■ **TASK INSTRUCTIONS**
- A) In the Nest Wifi article, on what date did Google Wifi become available in the United Kingdom?
- B) Extend the Nest Wifi article beyond its final sentence.

■ **PROVIDED PASSAGE**
Nest Wifi, it's predecessor the Google Wifi, and the Nest Wifi's successor, the Nest Wifi Pro, are a line of mesh-capable wireless routers and add-on points developed by Google as part of the Google Nest family of products. The first generation was announced on October 4, 2016, and released in the United States on December 5, 2016. The second generation, distinct in being released as two separate offerings, a "router" and "point", were announced at the Pixel 4 hardware event on October 15, 2019, and was released in the United States on November 4, 2019. The third generation was announced on October 4th, 2022 two days prior to the Pixel 7 Fall 2022 event. This generation returned to a single model, doing away with the "router/point" variants, and was released in the United States on October 27, 2022.

The Nest Wifi aims to provide enhanced Wi-Fi coverage through the setup of multiple Nest Wifi devices in a home. Nest Wifi automatically switches between access points depending on signal strength.

History

First generation 
Android Police reported in September 2016 that Google was preparing to introduce a mesh-capable wireless router with enhanced range, along with its October 4 date of announcement and US$129 price point. Google Wifi was officially announced on October 4, 2016, with expected availability in the United States in December. The device became available in the United States on December 5, 2016, in the United Kingdom on April 6, 2017, in Canada on April 28, 2017, in France and Germany on June 26, 2017, in Australia on July 20, 2017, in Hong Kong and Singapore on August 30, 2017, and in Philippines on June 26, 2018.

■ **PROVIDED RECORDS**
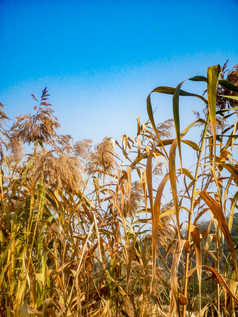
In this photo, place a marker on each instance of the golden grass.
(100, 232)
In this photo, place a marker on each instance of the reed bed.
(116, 230)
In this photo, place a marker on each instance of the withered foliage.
(100, 231)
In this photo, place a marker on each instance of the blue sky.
(100, 59)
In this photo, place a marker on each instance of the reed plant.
(115, 230)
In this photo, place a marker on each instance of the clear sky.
(100, 59)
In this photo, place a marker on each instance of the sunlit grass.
(99, 232)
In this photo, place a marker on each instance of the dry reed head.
(82, 149)
(104, 157)
(61, 172)
(38, 127)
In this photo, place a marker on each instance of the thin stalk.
(190, 223)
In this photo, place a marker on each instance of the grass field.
(116, 230)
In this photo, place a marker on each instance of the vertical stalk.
(190, 221)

■ **TASK-BY-TASK RESULTS**
- A) April 6, 2017.

- B)
The first generation Google Wifi features 802.11ac connectivity with 2.4 GHz and 5 GHz channels, 2x2 antennas, and support for beamforming. It has two gigabit Ethernet ports, and contains a quad-core processor with 512 MB RAM and 4 GB flash memory. Wi-Fi access can be controlled through a companion mobile app.

In 2020, Google relaunched the first-generation Google Wifi, with minor hardware changes and at a relatively lower price.

Second generation 
The second generation of the product was officially announced at the Pixel 4 hardware event on October 15, 2019, renamed as Google Nest Wifi as part of the company's shift towards its rebranding of all its smart home products to the Google Nest name. It adds a smart speaker equipped add-on point. Internally, a few changes were made, such as a quad-core 64-bit ARM CPU 1.4 GHz and a machine learning hardware engine for both the router and point, as well as IEEE 802.15.4 Thread support. The router has 1GB RAM and 4GB flash memory and supports AC2200 4x4 MU-MIMO whereas the point has 768MB RAM and 512MB flash memory and supports AC1200 2x2 MU-MIMO.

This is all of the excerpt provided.